§ Your task
Write out the records once more, exactly as given.

───

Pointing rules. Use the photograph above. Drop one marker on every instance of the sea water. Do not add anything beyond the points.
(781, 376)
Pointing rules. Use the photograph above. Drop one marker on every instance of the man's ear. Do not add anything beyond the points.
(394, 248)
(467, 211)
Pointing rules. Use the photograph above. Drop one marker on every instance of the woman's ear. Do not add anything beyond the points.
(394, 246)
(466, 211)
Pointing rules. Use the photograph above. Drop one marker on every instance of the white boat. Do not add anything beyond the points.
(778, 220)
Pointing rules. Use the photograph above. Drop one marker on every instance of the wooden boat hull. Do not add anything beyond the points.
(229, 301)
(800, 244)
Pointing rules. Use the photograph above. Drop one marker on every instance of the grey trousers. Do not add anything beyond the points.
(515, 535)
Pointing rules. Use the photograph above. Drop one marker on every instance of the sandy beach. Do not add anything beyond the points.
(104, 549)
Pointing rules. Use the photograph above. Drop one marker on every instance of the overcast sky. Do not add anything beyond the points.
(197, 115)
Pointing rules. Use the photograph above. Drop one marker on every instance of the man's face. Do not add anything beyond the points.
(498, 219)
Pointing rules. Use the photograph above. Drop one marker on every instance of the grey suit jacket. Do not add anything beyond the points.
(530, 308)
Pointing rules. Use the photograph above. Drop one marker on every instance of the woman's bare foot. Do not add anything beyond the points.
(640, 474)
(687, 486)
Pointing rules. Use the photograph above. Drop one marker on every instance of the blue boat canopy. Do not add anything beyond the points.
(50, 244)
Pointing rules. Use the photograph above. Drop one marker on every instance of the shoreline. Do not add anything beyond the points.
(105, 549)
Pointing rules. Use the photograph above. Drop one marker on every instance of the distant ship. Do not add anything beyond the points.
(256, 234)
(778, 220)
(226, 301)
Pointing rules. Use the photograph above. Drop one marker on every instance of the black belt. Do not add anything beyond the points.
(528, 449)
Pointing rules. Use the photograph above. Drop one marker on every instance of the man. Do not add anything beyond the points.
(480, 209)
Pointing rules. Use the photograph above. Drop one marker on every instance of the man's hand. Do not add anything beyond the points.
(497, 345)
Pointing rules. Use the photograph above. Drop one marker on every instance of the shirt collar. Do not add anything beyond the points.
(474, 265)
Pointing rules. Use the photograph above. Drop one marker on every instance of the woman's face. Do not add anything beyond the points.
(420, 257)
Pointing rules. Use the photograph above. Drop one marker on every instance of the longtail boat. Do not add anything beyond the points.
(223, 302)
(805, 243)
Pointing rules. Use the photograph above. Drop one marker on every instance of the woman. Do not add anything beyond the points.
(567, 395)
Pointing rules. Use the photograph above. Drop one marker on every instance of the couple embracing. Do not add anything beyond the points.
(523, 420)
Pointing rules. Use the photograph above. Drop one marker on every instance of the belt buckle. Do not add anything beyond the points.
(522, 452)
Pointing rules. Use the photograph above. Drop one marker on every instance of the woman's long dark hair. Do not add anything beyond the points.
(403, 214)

───

§ Written response
Pointing rules. Use the photograph above. Drop one marker on every instance of the sea water. Do not add anything beyond the points.
(781, 376)
Pointing rules. Use the photograph above. Drop one marker on every instance of the man's ear. Do not add anything beyond the points.
(394, 248)
(467, 211)
Pointing rules. Use the photograph above. Drop one marker on every instance of the woman's ear. Do not add anything beyond the points.
(394, 246)
(466, 211)
Pointing rules. Use the photograph above. Drop one marker on every instance of the white boat. Do not add anything beyond the points.
(778, 220)
Pointing rules. Use the photograph above. Drop one marker on every instance of the wooden boat hull. Do not add anything beyond the points.
(229, 301)
(800, 244)
Pointing rules. Use the photograph above. Drop one marker on every instance of the grey trousers. Do not add anything beyond the points.
(515, 535)
Pointing rules. Use the photograph above. Drop one marker on every instance of the sandy beach. Do not add anything beyond the points.
(104, 549)
Pointing rules. Use the photograph above. Drop one marker on every instance of the overcast sky. Do not add anything beyond the points.
(197, 115)
Pointing rules. Use the photograph above. Drop one marker on every instance of the man's face. Do not add anything beyond the points.
(498, 219)
Pointing rules. Use the photograph above. Drop one marker on every instance of the grey suit jacket. Do not add anything beyond the points.
(530, 308)
Pointing rules. Use the photograph above. Drop one marker on every instance of the woman's bare foot. Do not add anything beyond the points.
(640, 474)
(687, 486)
Pointing rules. Use the photograph above. Drop one marker on every instance of the blue boat canopy. Do not add anything beyond the points.
(50, 244)
Pointing rules. Use the photograph above. Drop one marker on every instance of the shoreline. Do not add anything beyond the points.
(105, 549)
Pointing rules. Use the photograph above. Drop one marker on every instance of the distant ship. Do not add anything beyond the points.
(256, 234)
(778, 220)
(226, 301)
Pointing rules. Use the photograph above. Drop one marker on every instance of the black belt. Do not add anything beyond the points.
(528, 449)
Pointing rules. Use the photograph above. Drop one marker on every instance of the man. Do not add anything beyond the points.
(480, 209)
Pointing rules. Use the photograph above. Drop one marker on every instance of the man's hand. Do not add anything beyond the points.
(497, 345)
Pointing rules. Use the photograph above. Drop one marker on every instance of the shirt collar. Do not add anything beyond the points.
(474, 265)
Pointing rules. Use the photograph above. Drop one marker on every instance of the woman's face. Do not add anything beyond the points.
(420, 257)
Pointing rules. Use the photograph above. Drop one marker on every instance of the longtail boat. Do not add anything beyond the points.
(223, 302)
(805, 243)
Pointing rules. Use the photograph above. Drop one marker on every instance of the woman. Do not add anything beyond the points.
(567, 395)
Pointing rules. Use the photograph above. Drop one marker on every instance of the couple embracing. Do not add anything beyond the points.
(523, 420)
Pointing rules. Use the photograph above. Drop one marker on every instance of the belt buckle. Do not add anything beyond the points.
(522, 452)
Pointing rules. Use the photograph above. Drop one marker on every instance of the woman's long dark hair. Do not add anything beyond the points.
(403, 214)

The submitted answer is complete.